### SET TASK
Write out word for word each line from the one containing "navy blue helmet" through the close of the listing, including both ends. Pictures do not belong in the copy.

** START RECORDS PROVIDED **

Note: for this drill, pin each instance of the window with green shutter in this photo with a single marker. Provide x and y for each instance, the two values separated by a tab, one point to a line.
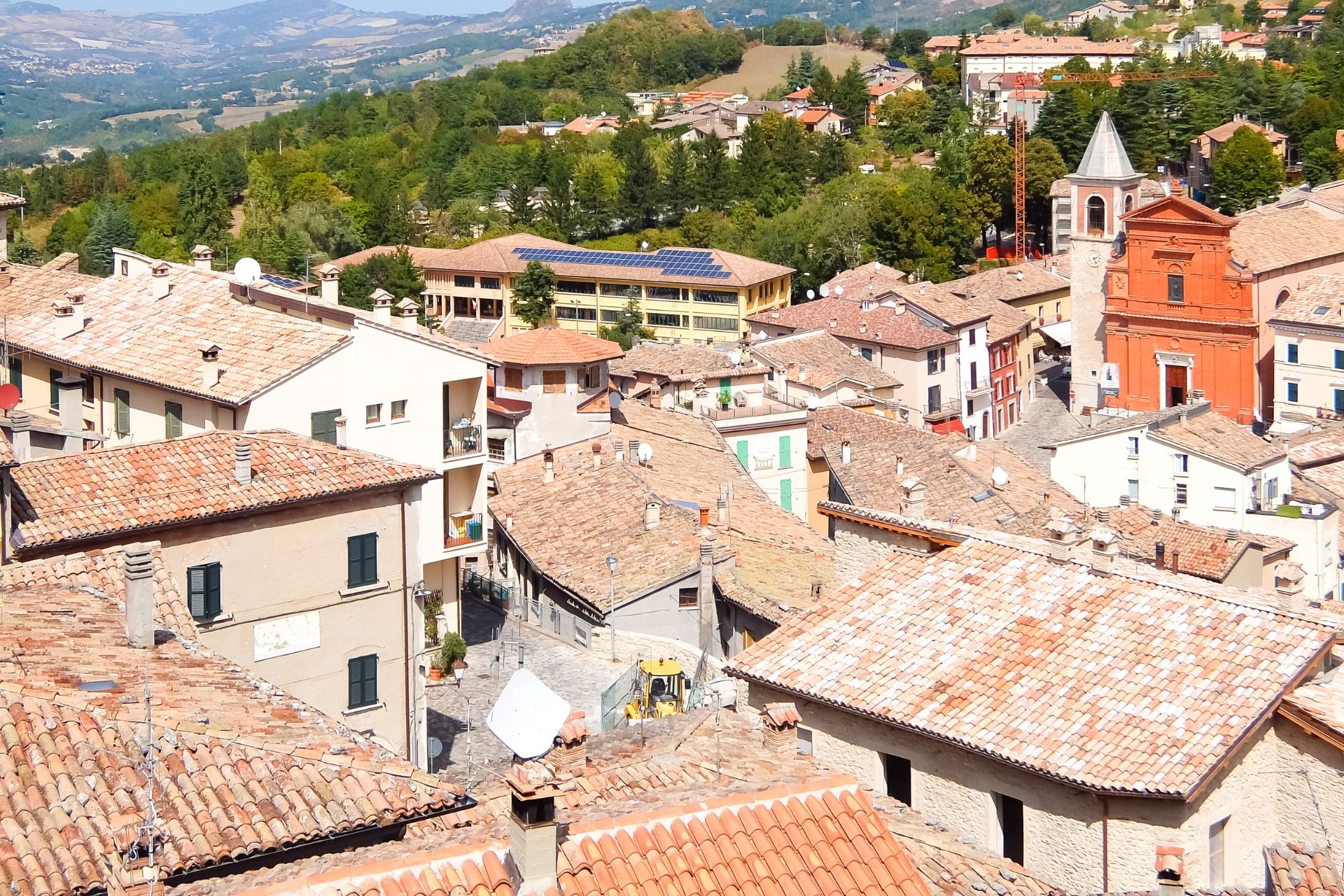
363	681
362	555
172	419
122	402
203	592
324	426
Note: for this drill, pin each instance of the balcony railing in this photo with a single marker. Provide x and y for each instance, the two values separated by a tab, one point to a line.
464	528
463	438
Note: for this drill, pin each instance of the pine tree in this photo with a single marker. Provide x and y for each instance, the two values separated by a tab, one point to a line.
111	229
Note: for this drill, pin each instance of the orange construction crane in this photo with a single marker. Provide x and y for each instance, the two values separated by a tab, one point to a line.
1025	81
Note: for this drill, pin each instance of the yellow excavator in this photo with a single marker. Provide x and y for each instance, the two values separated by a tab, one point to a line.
659	691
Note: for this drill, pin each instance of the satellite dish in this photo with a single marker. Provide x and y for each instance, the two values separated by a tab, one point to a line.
10	397
246	272
527	716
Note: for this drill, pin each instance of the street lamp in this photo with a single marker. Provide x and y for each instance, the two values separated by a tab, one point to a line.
610	566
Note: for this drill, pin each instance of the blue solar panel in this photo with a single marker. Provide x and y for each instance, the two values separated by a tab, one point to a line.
685	262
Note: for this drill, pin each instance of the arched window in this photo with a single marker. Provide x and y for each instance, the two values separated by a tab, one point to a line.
1096	216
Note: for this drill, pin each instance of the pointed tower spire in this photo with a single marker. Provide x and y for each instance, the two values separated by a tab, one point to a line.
1105	158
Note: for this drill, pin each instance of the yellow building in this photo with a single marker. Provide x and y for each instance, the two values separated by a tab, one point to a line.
695	295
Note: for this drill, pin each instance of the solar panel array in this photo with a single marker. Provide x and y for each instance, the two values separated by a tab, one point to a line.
671	262
284	282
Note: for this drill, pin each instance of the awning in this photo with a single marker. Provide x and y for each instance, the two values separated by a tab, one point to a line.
1060	333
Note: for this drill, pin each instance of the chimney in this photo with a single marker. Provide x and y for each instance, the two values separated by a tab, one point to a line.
1105	550
140	596
705	594
382	307
202	257
409	312
1171	871
159	284
20	435
70	388
242	463
328	280
913	493
570	750
210	365
780	724
533	834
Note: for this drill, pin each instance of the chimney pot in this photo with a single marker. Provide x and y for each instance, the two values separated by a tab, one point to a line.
140	596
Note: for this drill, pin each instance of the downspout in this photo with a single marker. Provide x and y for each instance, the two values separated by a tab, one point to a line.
406	634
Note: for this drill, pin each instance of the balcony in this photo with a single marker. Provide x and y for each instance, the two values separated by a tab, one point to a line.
461	530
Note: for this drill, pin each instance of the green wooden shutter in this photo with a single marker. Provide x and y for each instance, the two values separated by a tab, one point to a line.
324	426
122	402
172	419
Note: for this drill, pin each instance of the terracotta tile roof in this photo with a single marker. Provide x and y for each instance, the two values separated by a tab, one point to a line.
26	288
1317	302
1205	551
1278	238
131	333
1218	438
244	769
498	257
992	647
881	324
1301	869
825	360
680	363
112	492
952	482
552	346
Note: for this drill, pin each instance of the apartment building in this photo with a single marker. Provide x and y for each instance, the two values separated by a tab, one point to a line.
230	512
159	351
701	296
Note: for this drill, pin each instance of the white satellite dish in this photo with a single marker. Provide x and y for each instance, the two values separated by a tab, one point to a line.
527	716
246	272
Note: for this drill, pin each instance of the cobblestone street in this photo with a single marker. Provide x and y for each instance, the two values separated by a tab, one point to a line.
577	675
1047	419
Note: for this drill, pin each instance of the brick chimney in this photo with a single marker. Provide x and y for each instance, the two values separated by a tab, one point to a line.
570	750
202	257
780	726
140	596
328	280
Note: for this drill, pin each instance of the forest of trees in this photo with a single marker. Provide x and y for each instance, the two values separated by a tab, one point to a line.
425	166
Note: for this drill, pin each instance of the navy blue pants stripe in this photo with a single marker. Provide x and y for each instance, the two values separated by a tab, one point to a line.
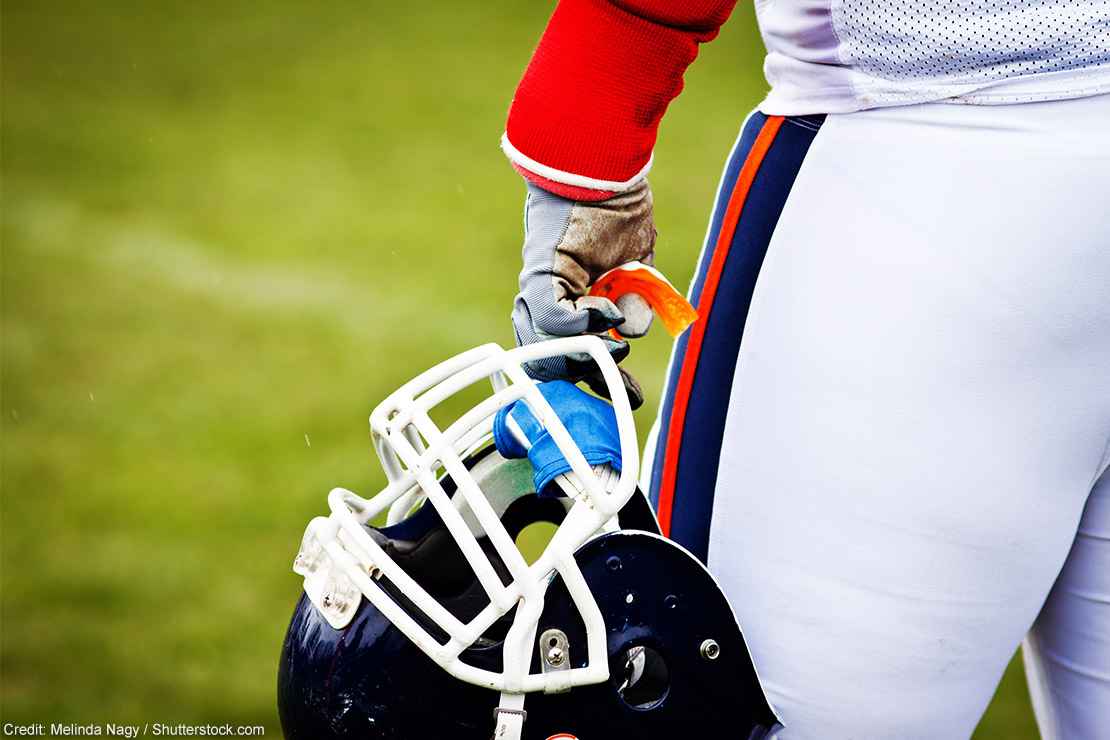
707	405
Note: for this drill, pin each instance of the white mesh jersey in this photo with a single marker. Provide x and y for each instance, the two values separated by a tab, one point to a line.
840	56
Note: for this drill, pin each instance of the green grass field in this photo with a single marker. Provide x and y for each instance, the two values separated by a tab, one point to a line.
228	231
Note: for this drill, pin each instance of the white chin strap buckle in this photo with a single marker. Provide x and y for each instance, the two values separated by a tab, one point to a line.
510	715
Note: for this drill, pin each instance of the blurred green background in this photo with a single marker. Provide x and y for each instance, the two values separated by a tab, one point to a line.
229	230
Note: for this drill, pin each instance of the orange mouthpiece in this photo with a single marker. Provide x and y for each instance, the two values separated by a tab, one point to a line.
668	304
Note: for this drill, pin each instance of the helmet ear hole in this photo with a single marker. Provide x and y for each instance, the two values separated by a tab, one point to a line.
643	679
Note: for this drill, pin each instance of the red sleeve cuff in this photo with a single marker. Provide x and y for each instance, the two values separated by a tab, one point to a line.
586	112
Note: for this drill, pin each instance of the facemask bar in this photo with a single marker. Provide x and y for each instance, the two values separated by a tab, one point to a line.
341	563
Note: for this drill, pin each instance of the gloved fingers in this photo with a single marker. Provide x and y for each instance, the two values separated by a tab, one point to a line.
603	314
597	384
637	315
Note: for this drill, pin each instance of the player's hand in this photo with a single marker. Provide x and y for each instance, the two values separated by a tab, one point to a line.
567	245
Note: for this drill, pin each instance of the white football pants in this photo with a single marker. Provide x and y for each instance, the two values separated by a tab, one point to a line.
919	421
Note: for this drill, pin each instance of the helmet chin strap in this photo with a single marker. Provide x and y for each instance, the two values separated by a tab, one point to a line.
511	715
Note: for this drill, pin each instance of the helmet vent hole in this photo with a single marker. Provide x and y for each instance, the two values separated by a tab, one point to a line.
643	679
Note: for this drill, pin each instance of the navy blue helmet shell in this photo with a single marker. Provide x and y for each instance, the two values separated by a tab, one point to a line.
678	665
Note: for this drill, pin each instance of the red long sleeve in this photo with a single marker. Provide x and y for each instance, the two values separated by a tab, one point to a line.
584	119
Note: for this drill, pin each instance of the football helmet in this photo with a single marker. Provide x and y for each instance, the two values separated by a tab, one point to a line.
422	619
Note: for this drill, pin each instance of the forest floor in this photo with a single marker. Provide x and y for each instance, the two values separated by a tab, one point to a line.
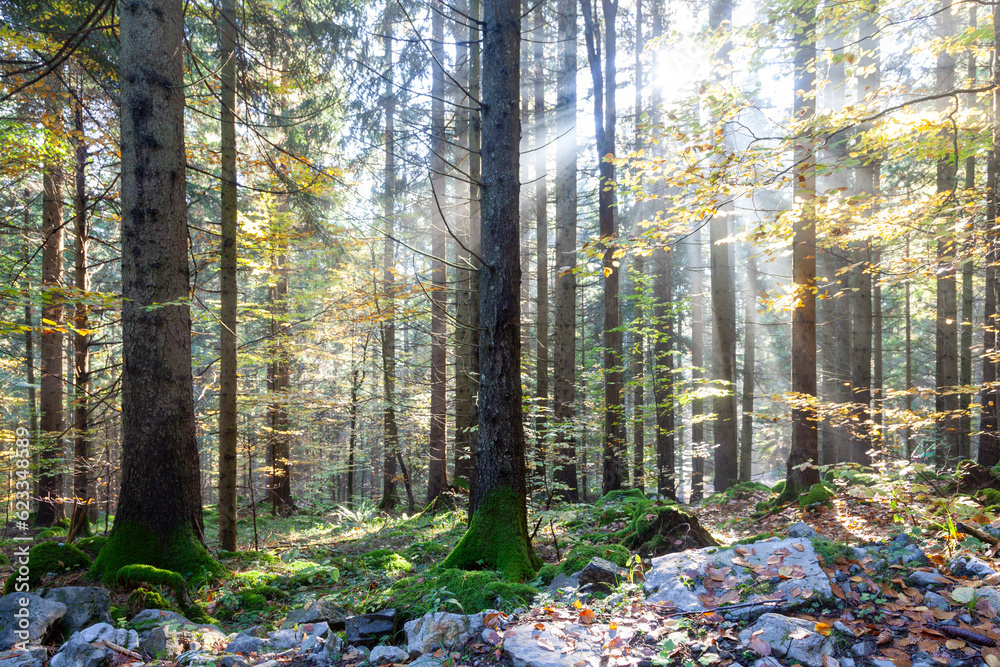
363	561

** END RECORDS PROVIDED **

### WRITTEN RESPONSE
Note: for this drill, pin each instance of the navy blue helmet shell in this photo with a single marker. Provide x and y for each instance, the two values separated by a tab, one point to a line.
678	665
Note: for this drill, pin each instance of the red long sleeve in this photo with a single marker. Provide x and y for each instance, the two values separated by a tab, one point to a line.
584	119
Note: for this drill, pin each instance of the football helmet in this photo with a single marker. Provide x and y for each instance, the two values separated by a tab, one point to a line.
422	619
Note: for this drill, pin each instance of the forest floor in this photo with a single marker. Provide x and y for each instance, the two values separated by a tab, one point to a line.
363	561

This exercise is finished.